PROBLEMS TO WORK ON:
1 – Copy the passage in the Le Planteur review starting with "The restaurant is" and going on through "its dreamy interior.".
2 – Carry on the review of the wine pairing night at Le Planteur from its last sentence.

SELECTED EXCERPT:
■ ■ ■ ■

Le Planteur is easily the most beautiful restaurant in Yangon, and the most well-known for its food.

The restaurant is the epitome of fine dining, and is unlike any other in Myanmar. It has gained its reputation over years of excellent service, providing a magnificent dining experience to anyone who enters its dreamy interior.

Le Planteur offers its diners a carefully crafted wine list, and access to a wonderful wine cellar, so of course I immediately accepted when I was given the opportunity to attend their Wine and Food pairing night (the third of a series of wine pairing classes). The staff created a welcoming atmosphere, and they had beautifully set up one single table to accommodate all guests. Sharing a communal table created a certain intimacy, which was comforting and it felt like the meal was amongst friends.

We were provided with a booklet as a guide for taking notes on the food and wine, which facilitated the experience, and in addition it provided information which could be consulted when buying wine in the future. We tasted five different wines from the Bordeaux region, which were paired with five carefully crafted dishes (six including the amuse bouche). The foie gras, the scallop, the lamb, the beef and the sweet.

Wine and Food Pairing Night at Le PlanteurThe menu under head chef Gil Dumoulin demonstrates exceptional technique and creativity, eye for detail and beautiful aesthetics that display the dedication that goes into making every dish. A tender dry aged beef fillet, served with crunchy grilled polenta and delectable truffle foam, the perfect cut of tuna sashimi with fresh and delicate wasabi ice-cream, or velvety foie gras terrine with dates. Simplicity at its best, the food is a celebration of the finest ingredients all paired harmoniously.

■ ■ ■ ■

SUPPLIED MATERIAL:

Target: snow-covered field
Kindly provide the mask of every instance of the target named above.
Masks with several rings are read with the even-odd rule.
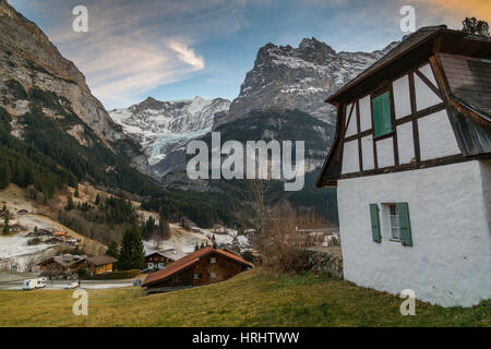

■ ■ ■ ■

ANSWER SET:
1 –
The restaurant is the epitome of fine dining, and is unlike any other in Myanmar. It has gained its reputation over years of excellent service, providing a magnificent dining experience to anyone who enters its dreamy interior.

2 –
Although I love wine, and like to think I can differentiate between good and bad wine, I do not have the skill to distinguish between a red with a dominant violet flavour, or one with a dominant plum flavour.

It seems that I have a better understanding of these differences after the sommelier Maja Roy, took us on an entertaining journey of discovery of the wines of Bordeaux with charm and simplicity, unfolding each wine’s history, terroir, mouthfeel and flavour, while we alternated between sips and bites of food. I learned with ease how a citrusy white like Clos des Lunes Lune Blanche 2014 pairs with sweet and salty foie, or that the sauce is very important to consider when pairing lamb with a wine.

I can confidently say this class has given me more knowledge of the wines I am buying, through an extraordinary experience at the fairest price. I hope Le Planteur plans to host more events like this in the future, and I strongly advise anyone to take the opportunity to attend as it will be unforgettable.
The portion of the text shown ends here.